PROBLEM TO SOLVE: In your copy of the data, keep every word exact and include no pictures.

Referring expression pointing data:
%%
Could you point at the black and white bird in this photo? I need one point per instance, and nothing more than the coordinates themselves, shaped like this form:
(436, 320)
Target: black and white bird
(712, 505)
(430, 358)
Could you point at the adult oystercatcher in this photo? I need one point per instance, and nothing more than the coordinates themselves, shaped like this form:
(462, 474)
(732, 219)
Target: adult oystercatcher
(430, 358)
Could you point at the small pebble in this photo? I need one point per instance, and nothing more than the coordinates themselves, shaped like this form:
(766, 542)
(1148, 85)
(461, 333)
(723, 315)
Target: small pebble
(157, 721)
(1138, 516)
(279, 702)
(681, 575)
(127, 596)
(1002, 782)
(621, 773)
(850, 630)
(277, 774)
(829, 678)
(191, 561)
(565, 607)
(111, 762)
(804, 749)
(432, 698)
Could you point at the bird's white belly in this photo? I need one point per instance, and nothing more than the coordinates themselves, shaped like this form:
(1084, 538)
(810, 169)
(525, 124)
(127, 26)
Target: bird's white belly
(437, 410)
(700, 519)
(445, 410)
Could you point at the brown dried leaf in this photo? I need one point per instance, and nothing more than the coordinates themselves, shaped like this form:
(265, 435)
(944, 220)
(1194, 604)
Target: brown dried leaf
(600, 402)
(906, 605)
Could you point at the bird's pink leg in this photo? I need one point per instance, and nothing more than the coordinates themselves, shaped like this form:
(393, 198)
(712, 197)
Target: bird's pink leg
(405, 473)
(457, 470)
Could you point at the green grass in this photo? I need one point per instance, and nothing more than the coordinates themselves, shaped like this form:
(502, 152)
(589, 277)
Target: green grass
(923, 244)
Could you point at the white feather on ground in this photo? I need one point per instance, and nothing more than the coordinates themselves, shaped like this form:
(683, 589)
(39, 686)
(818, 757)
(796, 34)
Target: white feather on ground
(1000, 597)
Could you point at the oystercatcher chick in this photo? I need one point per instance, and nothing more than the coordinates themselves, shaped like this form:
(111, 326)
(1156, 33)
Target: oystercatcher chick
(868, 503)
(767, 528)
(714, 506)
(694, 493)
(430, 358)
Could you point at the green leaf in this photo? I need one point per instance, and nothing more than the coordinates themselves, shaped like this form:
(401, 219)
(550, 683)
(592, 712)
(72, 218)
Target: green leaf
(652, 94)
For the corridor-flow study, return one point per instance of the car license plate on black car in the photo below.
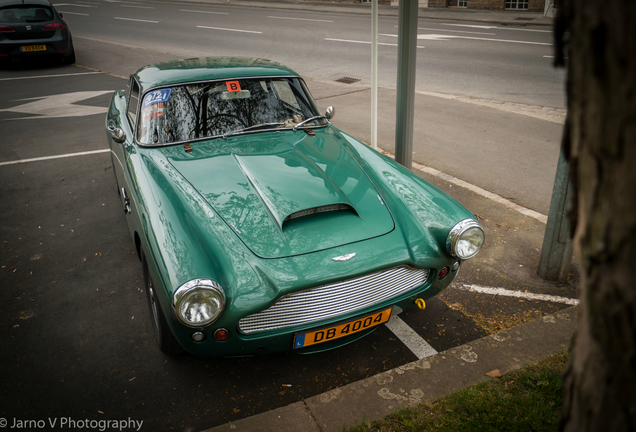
%%
COMPLETED TASK:
Could you point at the black and white bird in this photo? I need one point per instance, and nothing more than the coordinates themselves, shaped like this form:
(436, 320)
Target: black and white bird
(712, 505)
(430, 358)
Could you point at the adult oystercatcher in this photo? I need one point per instance, and nothing more than the coordinates themselves, shaped like this form:
(462, 474)
(732, 219)
Target: adult oystercatcher
(430, 358)
Could you point at the small pebble in this photo? I need one point per instance, and nothing more than the coordinates themselves, shaped like this form:
(766, 542)
(1148, 85)
(461, 333)
(723, 315)
Target: small pebble
(157, 721)
(1138, 516)
(279, 702)
(681, 575)
(127, 596)
(1002, 782)
(621, 773)
(850, 630)
(277, 774)
(829, 678)
(191, 561)
(565, 607)
(111, 762)
(804, 749)
(432, 698)
Could you point at the bird's white belly in this photo? I need one point per instance, and nothing more than the coordinates themselves, shaped like this form:
(1084, 538)
(810, 169)
(525, 124)
(127, 26)
Target: bird's white belly
(437, 410)
(700, 519)
(445, 410)
Could you point at the brown dried leaf in this photo? I need one point per instance, and nothing more than the coordinates themselves, shaped like this form:
(265, 435)
(944, 220)
(1194, 604)
Target: brown dried leaf
(600, 402)
(906, 605)
Could you point at the bird's pink leg in this photo? I need one point per instance, and nothing more than the coordinates themselves, shaped like this form:
(393, 198)
(712, 197)
Target: bird's pink leg
(405, 473)
(457, 470)
Could you point at the green grass in this photo? I need one point per instance, and nothing more than the coordinates themselves, shaped like this form:
(502, 152)
(589, 277)
Target: green grass
(923, 244)
Could you point at the white feather on ground in this photo? I need one point per instance, and nothing more than the coordinates themselves, shaped like this form:
(683, 589)
(39, 686)
(818, 757)
(796, 34)
Target: white feather on ground
(1000, 597)
Could you point at the oystercatcher chick in this photo? I need one point per instance, and nothing more than the coordinates themselves, shaped like this form:
(111, 326)
(1156, 33)
Target: oystercatcher chick
(868, 503)
(767, 528)
(714, 506)
(694, 493)
(430, 358)
Could you point at the green leaf in this photo? I need one point per instance, and nothing more than the coordinates themselves, shaped like this form:
(401, 219)
(550, 683)
(592, 712)
(72, 218)
Target: green leaf
(652, 94)
For the corridor-flow study, return one point per instance of the car license plate on black car in the photo below.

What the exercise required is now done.